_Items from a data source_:
============================================================

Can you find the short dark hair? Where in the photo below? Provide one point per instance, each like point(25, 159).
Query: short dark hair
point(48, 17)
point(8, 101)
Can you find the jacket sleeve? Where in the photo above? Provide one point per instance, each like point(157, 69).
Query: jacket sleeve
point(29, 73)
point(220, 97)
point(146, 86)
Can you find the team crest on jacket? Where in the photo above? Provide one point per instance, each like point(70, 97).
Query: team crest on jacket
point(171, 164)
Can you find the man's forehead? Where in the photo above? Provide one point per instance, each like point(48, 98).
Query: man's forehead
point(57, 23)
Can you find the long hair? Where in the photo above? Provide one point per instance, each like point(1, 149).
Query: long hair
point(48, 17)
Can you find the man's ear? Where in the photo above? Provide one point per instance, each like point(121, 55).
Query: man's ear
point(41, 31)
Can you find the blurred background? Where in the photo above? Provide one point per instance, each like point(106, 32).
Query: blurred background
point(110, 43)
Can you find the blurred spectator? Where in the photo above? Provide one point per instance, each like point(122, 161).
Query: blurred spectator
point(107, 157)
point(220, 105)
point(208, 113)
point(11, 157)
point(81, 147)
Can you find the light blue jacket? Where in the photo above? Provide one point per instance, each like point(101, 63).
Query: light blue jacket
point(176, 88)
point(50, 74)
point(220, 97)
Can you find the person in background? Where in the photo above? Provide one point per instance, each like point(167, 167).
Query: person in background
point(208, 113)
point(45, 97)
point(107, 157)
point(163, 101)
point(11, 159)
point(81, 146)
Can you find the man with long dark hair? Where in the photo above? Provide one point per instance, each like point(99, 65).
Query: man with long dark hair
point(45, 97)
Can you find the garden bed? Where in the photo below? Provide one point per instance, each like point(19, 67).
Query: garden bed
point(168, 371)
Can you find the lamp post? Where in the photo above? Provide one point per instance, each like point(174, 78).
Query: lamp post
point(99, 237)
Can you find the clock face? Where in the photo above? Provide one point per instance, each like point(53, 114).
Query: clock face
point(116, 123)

============================================================

_What you are asked to do_: Set down the records above once more, exactly as given.

_Solution below_:
Can you find the short dark hair? Where in the photo below? Provide one point per instance, each like point(25, 159).
Query: short dark hair
point(48, 17)
point(8, 101)
Can you find the jacket sleeve? Where in the photo above? Provide one point per instance, each like point(157, 69).
Query: jacket sleeve
point(29, 73)
point(220, 97)
point(146, 86)
Can you find the team crest on jacket? Where in the photo above? Provide one point per instance, each like point(70, 97).
Query: team crest on jacket
point(171, 164)
Can you find the man's forehead? Where in the photo above? Provide one point per instance, each like point(48, 98).
Query: man's forehead
point(57, 23)
Can you find the long hair? Where in the photo above? Provide one point per instance, each like point(1, 149).
Query: long hair
point(48, 17)
Can you find the man's ear? Where in the photo above? Provide one point per instance, each like point(121, 55).
Query: man's ear
point(41, 31)
Can you find the blurred background? Where in the photo above? Provide one point per instance, each like point(106, 32).
Query: blurred background
point(110, 43)
Can you find the blurred spectator? Where in the photo above? Provide one point per instance, each like point(122, 161).
Query: blurred spectator
point(107, 157)
point(220, 105)
point(208, 113)
point(11, 157)
point(81, 147)
Can you find the light blue jacket? Where in the photo above? Provide one point per instance, each like point(101, 63).
Query: light blue jacket
point(176, 88)
point(50, 74)
point(220, 97)
Can you find the person in background? Where in the photo above? Provide one point per instance, each like point(167, 167).
Query: person in background
point(208, 113)
point(45, 97)
point(107, 157)
point(163, 101)
point(11, 159)
point(81, 146)
Can you find the man with long dark hair? Where in the photo above? Provide one point per instance, each like point(99, 65).
Query: man with long dark hair
point(45, 97)
Can you find the garden bed? Where in the photo below? Provide one point per instance, each like point(19, 67).
Query: garden bed
point(168, 371)
Can you find the lamp post? Where in the photo above? Provide one point per instance, each like point(174, 78).
Query: lamp post
point(99, 237)
Can you find the clock face? Where in the photo above? Provide one point per instance, each like point(53, 114).
Query: clock face
point(116, 123)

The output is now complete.